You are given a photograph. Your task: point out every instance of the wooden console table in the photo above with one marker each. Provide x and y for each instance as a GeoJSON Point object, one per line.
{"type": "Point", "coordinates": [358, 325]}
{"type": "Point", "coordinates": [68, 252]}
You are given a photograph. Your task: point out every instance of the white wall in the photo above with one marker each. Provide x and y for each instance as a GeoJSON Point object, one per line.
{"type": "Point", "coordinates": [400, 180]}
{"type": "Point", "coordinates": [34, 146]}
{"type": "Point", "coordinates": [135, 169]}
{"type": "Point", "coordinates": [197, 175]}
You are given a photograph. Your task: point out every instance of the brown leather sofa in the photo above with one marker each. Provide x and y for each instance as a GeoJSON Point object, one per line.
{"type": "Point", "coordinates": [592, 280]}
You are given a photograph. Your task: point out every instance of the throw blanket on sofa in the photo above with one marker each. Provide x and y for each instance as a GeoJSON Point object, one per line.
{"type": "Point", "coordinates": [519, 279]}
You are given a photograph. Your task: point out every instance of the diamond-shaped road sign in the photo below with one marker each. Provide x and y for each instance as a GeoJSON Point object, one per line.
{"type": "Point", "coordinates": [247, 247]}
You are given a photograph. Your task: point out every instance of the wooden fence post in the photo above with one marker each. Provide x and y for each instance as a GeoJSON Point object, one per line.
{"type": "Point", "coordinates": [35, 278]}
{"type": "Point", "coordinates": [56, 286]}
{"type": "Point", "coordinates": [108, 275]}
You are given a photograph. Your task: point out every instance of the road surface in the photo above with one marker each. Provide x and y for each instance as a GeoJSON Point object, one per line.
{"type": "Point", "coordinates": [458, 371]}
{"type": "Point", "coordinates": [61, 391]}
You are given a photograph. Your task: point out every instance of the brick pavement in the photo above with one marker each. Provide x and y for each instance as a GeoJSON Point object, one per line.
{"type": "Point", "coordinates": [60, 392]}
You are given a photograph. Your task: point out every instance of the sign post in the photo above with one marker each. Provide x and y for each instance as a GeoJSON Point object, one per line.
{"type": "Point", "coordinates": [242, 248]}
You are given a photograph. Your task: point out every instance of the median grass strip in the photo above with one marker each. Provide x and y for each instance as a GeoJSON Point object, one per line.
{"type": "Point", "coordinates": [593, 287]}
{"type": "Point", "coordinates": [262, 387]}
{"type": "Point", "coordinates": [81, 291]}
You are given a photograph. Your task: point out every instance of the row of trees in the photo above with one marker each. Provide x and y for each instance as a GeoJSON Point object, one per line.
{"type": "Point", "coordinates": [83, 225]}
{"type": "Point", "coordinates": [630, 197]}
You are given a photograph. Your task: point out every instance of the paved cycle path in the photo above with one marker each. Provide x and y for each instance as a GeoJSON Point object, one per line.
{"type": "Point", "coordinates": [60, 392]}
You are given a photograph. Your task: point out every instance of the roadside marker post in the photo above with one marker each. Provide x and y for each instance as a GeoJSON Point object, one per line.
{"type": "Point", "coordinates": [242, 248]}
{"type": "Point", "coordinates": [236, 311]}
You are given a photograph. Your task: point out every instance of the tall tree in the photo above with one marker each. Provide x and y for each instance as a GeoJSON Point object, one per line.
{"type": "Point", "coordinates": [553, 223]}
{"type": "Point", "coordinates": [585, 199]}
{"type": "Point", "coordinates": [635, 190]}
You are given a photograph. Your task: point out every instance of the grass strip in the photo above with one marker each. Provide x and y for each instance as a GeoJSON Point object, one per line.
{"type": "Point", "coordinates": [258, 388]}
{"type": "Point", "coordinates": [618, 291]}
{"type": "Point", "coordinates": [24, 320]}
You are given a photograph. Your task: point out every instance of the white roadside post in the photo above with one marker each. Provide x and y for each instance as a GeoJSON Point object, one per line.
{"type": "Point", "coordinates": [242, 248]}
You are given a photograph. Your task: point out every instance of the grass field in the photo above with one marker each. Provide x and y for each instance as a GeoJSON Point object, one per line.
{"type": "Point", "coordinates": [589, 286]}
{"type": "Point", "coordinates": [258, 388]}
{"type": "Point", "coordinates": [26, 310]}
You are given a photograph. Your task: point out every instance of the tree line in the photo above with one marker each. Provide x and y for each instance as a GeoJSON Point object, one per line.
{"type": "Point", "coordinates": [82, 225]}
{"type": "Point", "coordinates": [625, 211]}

__________

* _EXERCISE_:
Return the lines above exactly, keeping every word.

* _TASK SOLUTION_:
You are given a photograph. Your task: point out every instance of the wooden console table in the photo above with one marker each. Provide x and y for each instance as a GeoJSON Point object, one per line.
{"type": "Point", "coordinates": [358, 325]}
{"type": "Point", "coordinates": [68, 252]}
You are given a photograph. Your task: point out every instance of the white wall in the photo above with one marker each. Provide x and y for each instance as a GeoJSON Point object, one per line.
{"type": "Point", "coordinates": [400, 180]}
{"type": "Point", "coordinates": [34, 146]}
{"type": "Point", "coordinates": [135, 169]}
{"type": "Point", "coordinates": [197, 175]}
You are given a photograph. Your task: point out every instance of the brown leather sofa in the photo above with one marker each. Provide x and y for each instance as a GeoJSON Point object, one per line.
{"type": "Point", "coordinates": [592, 280]}
You are given a photograph. Your task: point out every instance of the throw blanket on sofa in the photo above with one marker each. Provide x and y for each instance as a GeoJSON Point object, one per line.
{"type": "Point", "coordinates": [519, 279]}
You are given a photograph. Your task: point out every instance of the diamond-shaped road sign in the photo below with one marker each. Provide x and y for each instance as a GeoJSON Point object, one per line.
{"type": "Point", "coordinates": [247, 247]}
You are given a photograph. Your task: point out every instance of the wooden fence post in the photo above with one marker each. Provide x and y for each instance as a GeoJSON Point object, one per line.
{"type": "Point", "coordinates": [35, 278]}
{"type": "Point", "coordinates": [56, 286]}
{"type": "Point", "coordinates": [108, 275]}
You are given a photograph. Your task: point out every instance of the road surface in the photo above with one marker each. Provide x and y for each instance as a GeoJSON Point object, one per line.
{"type": "Point", "coordinates": [458, 371]}
{"type": "Point", "coordinates": [61, 391]}
You are given a photograph. Your task: point out every instance of the brick pavement in the photo above with one marker each. Provide x and y for each instance as a GeoJSON Point object, one per line.
{"type": "Point", "coordinates": [60, 392]}
You are given a photograph. Your task: point out every instance of the sign post in the photo above with one marker each. Provide x and y for each instance as a GeoJSON Point object, one per line.
{"type": "Point", "coordinates": [242, 248]}
You are given a photograph. Your task: point out every instance of the median grass strip in the photo above with one marker each. Provide x and y for each instance as a GeoJSON Point object, one per line.
{"type": "Point", "coordinates": [593, 287]}
{"type": "Point", "coordinates": [262, 387]}
{"type": "Point", "coordinates": [81, 291]}
You are given a photograph. Your task: point out every instance of the row of trees in the photo above with one marker each. Provide x and y for each instance as a GeoJSON Point object, one per line.
{"type": "Point", "coordinates": [83, 225]}
{"type": "Point", "coordinates": [630, 197]}
You are given a photograph. Your task: point out every instance of the paved cycle path in the photo above with one marker each. Provide x and y for each instance as a GeoJSON Point object, one per line.
{"type": "Point", "coordinates": [60, 392]}
You are given a photograph. Your task: point out every instance of the roadside marker post in the photo above with one marker each. Provide x and y for each instance as a GeoJSON Point object, one per line.
{"type": "Point", "coordinates": [242, 248]}
{"type": "Point", "coordinates": [236, 311]}
You are given a photograph. Your task: point out every instance of the tall tree in the photo above with one marker each. Provide x and y for each instance as a GeoJSON Point object, one per line.
{"type": "Point", "coordinates": [553, 223]}
{"type": "Point", "coordinates": [585, 199]}
{"type": "Point", "coordinates": [635, 190]}
You are given a photograph. Your task: point out every instance of the grass strip in the photo above with one marker each. Provide x and y for each instance as a GeoJSON Point object, one per line.
{"type": "Point", "coordinates": [258, 388]}
{"type": "Point", "coordinates": [618, 291]}
{"type": "Point", "coordinates": [24, 320]}
You are given a photograph. Your task: point out every instance of the white roadside post in the photo above with one marker each. Provide x and y for each instance as a GeoJSON Point object, one per line.
{"type": "Point", "coordinates": [242, 248]}
You are given a photograph. Your task: point out every instance of the grass field in the photo above with one marker each. Provide x and y for each instance as a GeoJSON Point object, one per line.
{"type": "Point", "coordinates": [589, 286]}
{"type": "Point", "coordinates": [258, 388]}
{"type": "Point", "coordinates": [26, 310]}
You are given a photograph. Your task: point out every instance of the tree line in the photo above with one marker each. Provide x and y for each instance as a GeoJSON Point object, one per line.
{"type": "Point", "coordinates": [82, 225]}
{"type": "Point", "coordinates": [625, 211]}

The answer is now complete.